··· DATA TO USE ···

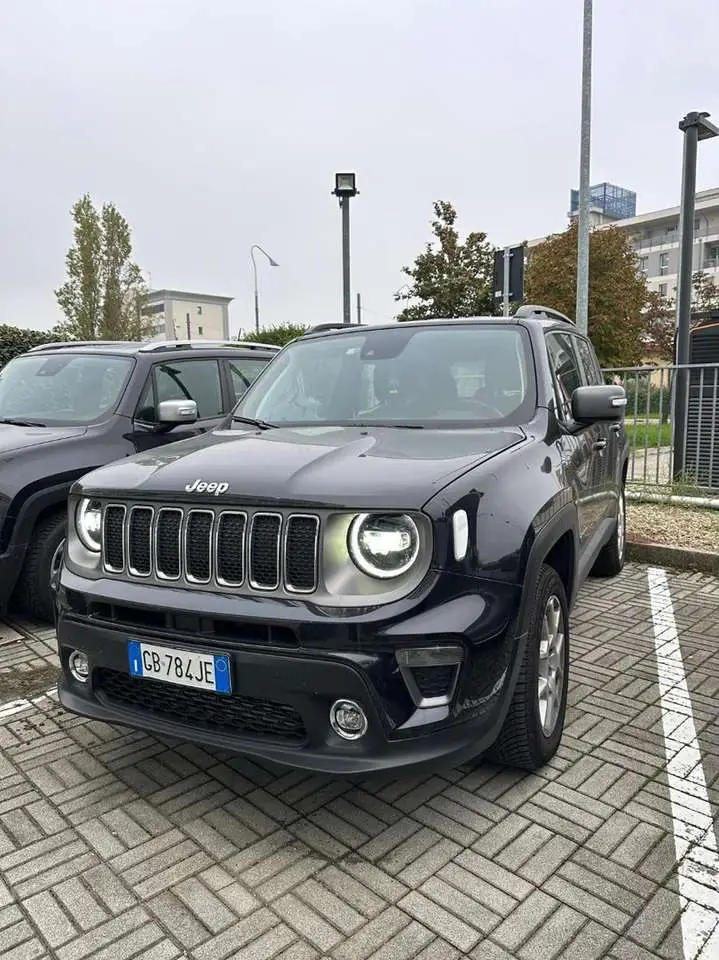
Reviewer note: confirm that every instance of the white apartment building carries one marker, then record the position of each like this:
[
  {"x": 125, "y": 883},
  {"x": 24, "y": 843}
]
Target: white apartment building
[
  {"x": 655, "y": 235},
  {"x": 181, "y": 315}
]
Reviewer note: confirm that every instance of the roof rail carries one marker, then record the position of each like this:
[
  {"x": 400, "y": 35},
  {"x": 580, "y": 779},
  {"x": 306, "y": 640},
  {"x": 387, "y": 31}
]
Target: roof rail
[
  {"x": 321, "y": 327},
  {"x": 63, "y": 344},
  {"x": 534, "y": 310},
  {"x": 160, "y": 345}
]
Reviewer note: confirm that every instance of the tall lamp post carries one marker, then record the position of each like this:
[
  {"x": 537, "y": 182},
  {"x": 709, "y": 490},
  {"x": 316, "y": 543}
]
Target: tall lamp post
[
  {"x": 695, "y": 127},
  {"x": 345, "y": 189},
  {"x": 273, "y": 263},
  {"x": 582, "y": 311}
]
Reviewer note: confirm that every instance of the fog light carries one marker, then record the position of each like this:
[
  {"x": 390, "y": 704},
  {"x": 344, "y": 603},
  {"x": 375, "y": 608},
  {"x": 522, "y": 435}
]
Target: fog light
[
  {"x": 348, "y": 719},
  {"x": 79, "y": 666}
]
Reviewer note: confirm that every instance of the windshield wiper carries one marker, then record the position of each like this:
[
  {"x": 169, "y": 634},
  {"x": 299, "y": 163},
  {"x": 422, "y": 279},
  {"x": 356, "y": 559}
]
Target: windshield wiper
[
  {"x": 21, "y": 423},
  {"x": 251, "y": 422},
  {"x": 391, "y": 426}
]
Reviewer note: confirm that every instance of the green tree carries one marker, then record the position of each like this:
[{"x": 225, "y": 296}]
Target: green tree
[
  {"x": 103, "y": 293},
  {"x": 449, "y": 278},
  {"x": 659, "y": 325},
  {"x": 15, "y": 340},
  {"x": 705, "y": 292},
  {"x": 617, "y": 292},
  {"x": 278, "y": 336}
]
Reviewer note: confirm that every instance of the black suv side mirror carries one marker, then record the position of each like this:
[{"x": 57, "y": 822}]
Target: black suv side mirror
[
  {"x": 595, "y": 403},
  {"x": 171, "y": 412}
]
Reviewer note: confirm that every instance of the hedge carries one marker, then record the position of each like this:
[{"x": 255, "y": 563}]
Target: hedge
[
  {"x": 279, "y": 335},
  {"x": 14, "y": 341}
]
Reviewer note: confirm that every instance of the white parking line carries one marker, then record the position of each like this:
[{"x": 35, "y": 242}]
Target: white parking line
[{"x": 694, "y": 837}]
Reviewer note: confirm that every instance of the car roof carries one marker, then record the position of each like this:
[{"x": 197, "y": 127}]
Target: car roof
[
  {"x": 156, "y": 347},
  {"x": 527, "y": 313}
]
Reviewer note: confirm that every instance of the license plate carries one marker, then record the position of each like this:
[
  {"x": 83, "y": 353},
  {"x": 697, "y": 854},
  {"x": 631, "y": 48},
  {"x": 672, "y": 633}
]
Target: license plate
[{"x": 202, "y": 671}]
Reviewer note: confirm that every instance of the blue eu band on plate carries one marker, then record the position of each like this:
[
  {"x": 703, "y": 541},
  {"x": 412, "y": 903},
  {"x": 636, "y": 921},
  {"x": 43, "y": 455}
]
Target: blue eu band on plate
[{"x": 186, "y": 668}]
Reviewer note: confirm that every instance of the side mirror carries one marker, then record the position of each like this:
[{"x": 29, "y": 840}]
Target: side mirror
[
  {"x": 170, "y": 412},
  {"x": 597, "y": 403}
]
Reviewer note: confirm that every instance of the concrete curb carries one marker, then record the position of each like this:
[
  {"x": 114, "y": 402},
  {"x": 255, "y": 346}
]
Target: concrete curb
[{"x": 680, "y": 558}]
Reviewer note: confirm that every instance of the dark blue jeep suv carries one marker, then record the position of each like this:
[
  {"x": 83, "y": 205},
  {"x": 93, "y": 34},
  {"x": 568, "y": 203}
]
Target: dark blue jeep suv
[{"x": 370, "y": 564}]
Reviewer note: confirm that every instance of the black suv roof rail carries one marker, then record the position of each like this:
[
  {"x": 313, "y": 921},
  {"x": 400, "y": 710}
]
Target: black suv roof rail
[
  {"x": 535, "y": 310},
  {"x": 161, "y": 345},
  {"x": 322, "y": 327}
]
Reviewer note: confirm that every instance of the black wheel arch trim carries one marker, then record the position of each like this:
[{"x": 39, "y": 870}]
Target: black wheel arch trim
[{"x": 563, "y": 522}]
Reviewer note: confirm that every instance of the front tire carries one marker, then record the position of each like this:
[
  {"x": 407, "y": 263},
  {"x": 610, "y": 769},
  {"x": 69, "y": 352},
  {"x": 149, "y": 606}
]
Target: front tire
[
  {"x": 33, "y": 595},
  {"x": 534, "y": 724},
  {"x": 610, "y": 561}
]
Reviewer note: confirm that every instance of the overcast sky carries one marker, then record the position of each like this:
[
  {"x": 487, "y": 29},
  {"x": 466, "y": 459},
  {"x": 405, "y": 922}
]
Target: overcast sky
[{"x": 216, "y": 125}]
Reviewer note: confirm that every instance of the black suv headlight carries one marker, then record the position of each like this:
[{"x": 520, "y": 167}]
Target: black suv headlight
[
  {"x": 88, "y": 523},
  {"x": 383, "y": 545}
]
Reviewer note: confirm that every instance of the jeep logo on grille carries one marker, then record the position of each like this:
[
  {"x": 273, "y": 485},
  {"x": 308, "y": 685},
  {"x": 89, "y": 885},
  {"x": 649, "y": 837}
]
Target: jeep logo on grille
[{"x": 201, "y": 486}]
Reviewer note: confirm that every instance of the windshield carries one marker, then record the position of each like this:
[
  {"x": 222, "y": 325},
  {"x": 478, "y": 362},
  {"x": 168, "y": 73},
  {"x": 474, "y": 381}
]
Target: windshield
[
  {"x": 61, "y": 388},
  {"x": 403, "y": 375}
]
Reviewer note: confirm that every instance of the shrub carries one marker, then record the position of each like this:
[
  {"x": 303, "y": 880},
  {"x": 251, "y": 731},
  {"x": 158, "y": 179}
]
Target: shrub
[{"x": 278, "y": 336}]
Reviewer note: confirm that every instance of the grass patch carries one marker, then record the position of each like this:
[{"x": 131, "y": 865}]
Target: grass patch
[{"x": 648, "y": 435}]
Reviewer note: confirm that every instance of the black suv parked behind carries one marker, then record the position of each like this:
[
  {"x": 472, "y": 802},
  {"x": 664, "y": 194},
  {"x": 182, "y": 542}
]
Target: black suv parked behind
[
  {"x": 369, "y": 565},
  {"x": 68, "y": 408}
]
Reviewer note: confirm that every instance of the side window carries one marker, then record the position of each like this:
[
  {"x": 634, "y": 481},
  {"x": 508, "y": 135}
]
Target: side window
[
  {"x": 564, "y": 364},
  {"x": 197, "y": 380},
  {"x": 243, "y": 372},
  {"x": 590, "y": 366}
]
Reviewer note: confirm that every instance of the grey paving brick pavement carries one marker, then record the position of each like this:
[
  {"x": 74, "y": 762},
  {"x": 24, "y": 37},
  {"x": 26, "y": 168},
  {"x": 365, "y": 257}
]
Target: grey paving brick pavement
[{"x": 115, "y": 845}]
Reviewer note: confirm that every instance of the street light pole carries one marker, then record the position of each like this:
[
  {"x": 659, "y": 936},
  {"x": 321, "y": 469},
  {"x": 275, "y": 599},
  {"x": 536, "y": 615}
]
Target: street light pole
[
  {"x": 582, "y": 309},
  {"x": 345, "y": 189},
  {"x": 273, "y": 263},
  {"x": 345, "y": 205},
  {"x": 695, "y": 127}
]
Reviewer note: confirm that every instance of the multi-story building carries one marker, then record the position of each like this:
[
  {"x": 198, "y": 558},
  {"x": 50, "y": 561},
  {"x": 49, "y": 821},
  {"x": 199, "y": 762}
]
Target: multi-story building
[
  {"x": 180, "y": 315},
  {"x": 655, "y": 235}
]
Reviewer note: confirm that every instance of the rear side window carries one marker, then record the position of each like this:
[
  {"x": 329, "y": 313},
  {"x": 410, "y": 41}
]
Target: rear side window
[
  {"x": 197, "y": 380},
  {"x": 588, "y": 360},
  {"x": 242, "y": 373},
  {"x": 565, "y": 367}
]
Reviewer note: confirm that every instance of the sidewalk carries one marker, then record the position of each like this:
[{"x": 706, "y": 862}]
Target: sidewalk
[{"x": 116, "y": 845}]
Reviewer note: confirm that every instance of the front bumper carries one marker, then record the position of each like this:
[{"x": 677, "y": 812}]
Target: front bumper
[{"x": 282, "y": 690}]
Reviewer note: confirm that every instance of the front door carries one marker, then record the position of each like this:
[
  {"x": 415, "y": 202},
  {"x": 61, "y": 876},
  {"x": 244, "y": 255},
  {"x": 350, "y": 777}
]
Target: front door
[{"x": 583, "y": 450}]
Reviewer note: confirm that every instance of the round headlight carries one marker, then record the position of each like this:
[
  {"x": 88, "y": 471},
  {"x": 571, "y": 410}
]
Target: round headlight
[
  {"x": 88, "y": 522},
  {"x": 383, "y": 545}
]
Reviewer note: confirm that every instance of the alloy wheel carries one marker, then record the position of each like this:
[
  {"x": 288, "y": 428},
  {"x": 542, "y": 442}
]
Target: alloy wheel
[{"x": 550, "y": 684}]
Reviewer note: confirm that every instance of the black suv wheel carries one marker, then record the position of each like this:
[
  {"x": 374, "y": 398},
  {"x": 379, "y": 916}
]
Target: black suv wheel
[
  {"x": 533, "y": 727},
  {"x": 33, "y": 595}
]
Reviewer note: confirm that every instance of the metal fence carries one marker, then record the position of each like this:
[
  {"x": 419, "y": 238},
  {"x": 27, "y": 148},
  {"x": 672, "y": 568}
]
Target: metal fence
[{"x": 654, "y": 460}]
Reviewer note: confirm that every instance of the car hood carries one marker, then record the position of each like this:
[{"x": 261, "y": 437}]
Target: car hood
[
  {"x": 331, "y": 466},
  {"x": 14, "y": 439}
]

···

» **DIRECTIONS FOR THIS TASK**
Starting at the line that contains "suv wheel carries", quote each remaining line of the entries above, unchanged.

» **SOLUTION TO THIS PROBLEM**
Reviewer note: confirm that every instance of the black suv wheel carries one marker, then record the position of each like this:
[
  {"x": 374, "y": 398},
  {"x": 379, "y": 916}
]
Target: black suv wheel
[
  {"x": 533, "y": 727},
  {"x": 33, "y": 595}
]
Reviewer note: confirm that every instance of the metal fence carries one marker, then record the position of each like this:
[
  {"x": 419, "y": 238},
  {"x": 27, "y": 148},
  {"x": 672, "y": 568}
]
Target: metal fence
[{"x": 654, "y": 460}]
Reviewer note: confirm that every instance of the car hood carries one marker, then record the position of each like this:
[{"x": 261, "y": 437}]
Target: car hood
[
  {"x": 331, "y": 466},
  {"x": 14, "y": 439}
]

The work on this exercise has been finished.